EXERCISE MATERIALS:
• • •

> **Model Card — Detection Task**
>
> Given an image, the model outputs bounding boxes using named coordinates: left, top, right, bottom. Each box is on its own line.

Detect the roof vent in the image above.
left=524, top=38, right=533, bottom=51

• • •

AIM:
Count the lines in the rows above that contain the string "left", treating uppercase and lowercase as different. Reply with the number alone.

WRITTEN SOLUTION:
2